Start of Records to use

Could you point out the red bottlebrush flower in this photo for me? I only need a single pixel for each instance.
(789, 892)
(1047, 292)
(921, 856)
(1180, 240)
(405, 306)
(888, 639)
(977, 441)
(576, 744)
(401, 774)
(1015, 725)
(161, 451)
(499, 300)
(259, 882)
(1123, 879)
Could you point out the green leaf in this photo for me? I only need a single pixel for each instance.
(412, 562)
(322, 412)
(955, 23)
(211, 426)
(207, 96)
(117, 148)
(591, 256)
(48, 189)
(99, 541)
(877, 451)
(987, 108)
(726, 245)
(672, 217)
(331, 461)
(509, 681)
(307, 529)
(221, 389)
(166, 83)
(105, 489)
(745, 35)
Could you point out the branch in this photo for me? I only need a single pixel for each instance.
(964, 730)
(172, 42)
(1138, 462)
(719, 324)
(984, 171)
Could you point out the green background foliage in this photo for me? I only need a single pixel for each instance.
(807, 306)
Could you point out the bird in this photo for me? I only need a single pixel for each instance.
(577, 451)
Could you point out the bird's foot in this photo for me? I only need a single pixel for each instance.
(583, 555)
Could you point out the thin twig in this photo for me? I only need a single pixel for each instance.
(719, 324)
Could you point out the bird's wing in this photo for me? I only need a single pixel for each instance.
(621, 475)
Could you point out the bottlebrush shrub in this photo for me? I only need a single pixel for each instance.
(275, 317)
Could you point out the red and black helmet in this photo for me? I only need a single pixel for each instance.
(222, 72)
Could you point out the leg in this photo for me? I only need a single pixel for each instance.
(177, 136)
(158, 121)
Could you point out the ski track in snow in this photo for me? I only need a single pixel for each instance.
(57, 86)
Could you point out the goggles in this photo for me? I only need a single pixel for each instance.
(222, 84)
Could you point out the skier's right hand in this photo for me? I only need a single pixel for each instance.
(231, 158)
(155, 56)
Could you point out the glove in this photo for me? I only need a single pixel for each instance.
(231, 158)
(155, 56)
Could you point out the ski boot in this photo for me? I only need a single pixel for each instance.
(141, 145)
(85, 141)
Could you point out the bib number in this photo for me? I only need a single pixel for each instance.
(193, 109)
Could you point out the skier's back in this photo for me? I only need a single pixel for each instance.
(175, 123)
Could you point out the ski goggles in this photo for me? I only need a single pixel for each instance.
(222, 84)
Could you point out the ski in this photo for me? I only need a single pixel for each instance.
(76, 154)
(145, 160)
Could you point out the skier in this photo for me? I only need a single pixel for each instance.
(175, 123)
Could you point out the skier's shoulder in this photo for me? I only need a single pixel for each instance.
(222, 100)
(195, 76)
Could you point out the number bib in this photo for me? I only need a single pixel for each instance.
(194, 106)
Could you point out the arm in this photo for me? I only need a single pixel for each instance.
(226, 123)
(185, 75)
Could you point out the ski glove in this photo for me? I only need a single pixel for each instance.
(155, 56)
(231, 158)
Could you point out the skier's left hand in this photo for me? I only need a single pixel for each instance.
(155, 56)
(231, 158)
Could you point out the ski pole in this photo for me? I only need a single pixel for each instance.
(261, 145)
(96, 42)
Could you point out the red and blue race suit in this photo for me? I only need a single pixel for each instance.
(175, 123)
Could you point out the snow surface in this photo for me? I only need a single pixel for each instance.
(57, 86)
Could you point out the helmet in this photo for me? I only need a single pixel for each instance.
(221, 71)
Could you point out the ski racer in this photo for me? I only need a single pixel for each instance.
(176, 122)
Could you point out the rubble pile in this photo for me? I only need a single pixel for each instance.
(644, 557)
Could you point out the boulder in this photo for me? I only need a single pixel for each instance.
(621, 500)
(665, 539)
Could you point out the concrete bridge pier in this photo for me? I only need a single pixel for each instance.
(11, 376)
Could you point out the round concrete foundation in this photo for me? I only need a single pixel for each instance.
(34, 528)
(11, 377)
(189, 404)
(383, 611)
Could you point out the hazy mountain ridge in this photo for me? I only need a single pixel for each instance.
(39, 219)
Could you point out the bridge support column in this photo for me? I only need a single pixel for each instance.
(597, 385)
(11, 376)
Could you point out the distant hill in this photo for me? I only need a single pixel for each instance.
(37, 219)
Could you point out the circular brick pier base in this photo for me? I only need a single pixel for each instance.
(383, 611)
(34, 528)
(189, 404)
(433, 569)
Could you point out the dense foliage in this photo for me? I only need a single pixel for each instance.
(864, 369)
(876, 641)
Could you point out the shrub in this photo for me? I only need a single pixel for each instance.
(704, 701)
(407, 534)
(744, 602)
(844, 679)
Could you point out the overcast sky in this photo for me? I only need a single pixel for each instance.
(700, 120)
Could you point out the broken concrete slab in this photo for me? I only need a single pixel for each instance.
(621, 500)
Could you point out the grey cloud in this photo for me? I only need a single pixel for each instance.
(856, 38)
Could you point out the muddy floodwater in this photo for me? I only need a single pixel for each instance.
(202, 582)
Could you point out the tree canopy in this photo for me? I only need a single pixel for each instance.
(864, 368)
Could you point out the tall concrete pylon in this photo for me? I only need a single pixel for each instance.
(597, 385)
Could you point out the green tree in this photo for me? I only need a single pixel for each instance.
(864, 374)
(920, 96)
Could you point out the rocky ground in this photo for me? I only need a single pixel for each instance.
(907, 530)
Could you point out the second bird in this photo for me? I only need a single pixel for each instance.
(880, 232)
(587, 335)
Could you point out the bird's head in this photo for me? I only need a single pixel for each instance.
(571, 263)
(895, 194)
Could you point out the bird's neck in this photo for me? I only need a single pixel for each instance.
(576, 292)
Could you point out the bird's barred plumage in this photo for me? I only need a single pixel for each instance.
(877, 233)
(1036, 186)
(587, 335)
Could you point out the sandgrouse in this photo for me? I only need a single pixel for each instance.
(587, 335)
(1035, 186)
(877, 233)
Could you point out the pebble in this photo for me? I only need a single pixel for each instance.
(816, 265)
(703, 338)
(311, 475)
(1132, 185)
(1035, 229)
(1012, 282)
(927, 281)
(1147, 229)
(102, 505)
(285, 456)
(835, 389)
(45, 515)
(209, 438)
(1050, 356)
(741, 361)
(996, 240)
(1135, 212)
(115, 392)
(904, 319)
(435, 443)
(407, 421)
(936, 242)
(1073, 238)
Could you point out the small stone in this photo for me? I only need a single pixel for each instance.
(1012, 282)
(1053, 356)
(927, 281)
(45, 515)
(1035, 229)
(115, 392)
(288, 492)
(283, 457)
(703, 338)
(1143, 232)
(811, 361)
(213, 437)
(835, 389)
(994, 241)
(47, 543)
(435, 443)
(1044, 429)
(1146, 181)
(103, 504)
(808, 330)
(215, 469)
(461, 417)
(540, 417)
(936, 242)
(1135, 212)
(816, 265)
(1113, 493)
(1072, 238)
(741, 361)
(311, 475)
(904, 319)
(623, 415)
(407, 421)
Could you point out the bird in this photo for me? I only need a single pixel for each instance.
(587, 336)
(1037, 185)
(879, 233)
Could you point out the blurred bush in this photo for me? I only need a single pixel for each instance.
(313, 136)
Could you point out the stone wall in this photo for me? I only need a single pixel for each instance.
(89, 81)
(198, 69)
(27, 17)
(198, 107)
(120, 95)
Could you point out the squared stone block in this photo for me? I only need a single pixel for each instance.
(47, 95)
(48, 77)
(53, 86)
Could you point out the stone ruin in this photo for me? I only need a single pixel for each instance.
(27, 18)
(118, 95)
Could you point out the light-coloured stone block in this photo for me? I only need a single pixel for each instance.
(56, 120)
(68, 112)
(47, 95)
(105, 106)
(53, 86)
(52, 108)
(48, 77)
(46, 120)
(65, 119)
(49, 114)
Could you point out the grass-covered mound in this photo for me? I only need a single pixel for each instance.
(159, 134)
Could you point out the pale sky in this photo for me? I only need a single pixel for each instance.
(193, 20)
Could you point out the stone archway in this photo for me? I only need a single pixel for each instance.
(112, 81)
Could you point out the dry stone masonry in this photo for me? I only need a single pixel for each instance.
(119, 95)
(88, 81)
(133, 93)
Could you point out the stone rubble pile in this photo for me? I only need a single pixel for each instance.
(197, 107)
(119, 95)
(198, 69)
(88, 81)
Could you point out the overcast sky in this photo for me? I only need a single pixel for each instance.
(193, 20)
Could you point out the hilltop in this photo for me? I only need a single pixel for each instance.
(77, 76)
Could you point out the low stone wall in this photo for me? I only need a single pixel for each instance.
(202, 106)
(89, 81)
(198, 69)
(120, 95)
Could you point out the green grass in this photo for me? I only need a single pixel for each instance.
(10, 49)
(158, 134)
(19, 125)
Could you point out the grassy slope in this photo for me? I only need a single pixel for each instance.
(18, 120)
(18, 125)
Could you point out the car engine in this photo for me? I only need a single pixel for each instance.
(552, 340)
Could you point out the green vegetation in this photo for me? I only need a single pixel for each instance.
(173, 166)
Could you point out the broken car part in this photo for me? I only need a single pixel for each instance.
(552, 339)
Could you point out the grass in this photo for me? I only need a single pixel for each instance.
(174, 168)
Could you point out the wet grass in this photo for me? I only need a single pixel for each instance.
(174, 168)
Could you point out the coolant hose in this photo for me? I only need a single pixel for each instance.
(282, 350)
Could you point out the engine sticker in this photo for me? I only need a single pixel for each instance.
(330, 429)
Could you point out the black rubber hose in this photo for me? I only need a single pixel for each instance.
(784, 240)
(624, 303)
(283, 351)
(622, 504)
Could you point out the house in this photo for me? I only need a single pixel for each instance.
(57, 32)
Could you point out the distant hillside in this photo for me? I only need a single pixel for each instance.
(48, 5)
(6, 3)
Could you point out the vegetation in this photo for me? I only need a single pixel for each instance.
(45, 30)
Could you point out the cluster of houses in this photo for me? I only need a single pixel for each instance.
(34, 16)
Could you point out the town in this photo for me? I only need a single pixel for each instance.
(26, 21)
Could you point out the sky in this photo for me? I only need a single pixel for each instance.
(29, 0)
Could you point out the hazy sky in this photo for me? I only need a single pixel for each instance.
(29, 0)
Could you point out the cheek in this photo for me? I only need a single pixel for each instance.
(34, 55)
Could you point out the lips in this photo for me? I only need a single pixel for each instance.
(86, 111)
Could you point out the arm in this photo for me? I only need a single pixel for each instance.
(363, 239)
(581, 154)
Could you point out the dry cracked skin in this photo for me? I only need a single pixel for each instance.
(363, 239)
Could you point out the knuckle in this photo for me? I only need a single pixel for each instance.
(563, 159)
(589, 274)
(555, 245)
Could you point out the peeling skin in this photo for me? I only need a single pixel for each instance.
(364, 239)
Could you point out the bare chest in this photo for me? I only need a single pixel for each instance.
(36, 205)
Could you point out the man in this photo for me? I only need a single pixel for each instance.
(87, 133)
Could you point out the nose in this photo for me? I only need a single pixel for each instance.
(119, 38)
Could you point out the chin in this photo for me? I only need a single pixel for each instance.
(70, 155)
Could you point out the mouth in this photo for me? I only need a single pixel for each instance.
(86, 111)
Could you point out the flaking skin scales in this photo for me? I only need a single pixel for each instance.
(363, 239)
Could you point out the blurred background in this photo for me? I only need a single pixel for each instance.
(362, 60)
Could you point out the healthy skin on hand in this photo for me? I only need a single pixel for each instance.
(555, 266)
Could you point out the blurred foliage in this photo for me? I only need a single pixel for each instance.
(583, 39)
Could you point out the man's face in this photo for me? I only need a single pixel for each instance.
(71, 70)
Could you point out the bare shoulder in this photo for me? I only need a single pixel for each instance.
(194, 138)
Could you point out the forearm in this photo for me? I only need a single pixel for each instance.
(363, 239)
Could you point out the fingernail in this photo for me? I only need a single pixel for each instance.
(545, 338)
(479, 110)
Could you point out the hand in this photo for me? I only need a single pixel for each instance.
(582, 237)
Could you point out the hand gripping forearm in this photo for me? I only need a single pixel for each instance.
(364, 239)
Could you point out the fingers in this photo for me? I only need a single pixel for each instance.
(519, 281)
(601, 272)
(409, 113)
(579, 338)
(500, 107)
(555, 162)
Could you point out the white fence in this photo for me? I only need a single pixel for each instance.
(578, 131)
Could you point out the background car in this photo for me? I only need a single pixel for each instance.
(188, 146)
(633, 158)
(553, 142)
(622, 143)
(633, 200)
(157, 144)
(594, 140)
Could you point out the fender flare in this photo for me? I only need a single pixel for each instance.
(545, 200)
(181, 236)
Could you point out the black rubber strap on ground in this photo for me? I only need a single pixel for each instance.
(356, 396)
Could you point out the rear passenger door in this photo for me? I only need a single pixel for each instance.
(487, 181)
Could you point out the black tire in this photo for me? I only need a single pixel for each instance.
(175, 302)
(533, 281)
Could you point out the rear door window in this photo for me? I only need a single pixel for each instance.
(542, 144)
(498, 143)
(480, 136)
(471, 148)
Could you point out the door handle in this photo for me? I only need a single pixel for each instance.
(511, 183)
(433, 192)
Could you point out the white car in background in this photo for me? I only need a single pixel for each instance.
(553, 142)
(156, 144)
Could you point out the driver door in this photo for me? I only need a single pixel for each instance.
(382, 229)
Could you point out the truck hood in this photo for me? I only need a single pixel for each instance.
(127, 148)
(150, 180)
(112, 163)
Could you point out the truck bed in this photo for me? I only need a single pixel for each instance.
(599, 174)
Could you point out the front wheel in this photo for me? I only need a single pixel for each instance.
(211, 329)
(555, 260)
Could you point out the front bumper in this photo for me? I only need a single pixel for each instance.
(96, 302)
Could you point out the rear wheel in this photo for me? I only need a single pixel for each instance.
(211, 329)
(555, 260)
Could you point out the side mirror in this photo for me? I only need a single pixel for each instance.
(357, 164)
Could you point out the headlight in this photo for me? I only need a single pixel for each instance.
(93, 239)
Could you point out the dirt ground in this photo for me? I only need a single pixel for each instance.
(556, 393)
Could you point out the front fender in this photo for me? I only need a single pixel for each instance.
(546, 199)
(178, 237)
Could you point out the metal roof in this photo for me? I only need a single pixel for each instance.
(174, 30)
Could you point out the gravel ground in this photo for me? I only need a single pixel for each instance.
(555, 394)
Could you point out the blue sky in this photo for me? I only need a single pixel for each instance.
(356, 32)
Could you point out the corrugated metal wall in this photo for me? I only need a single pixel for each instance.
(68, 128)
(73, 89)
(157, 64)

End of Records to use

Brief:
Copy the records again, starting with the first line and going on through the line containing "(1123, 879)", and add 97 to every number in the point coordinates. Include the requests in these lines.

Final result:
Could you point out the red bottlebrush flower in this photo for me? I only need a single pixel for each instance.
(886, 989)
(1144, 389)
(1018, 953)
(1277, 337)
(502, 403)
(985, 736)
(1074, 538)
(673, 841)
(498, 871)
(1112, 822)
(258, 548)
(596, 397)
(356, 979)
(1220, 976)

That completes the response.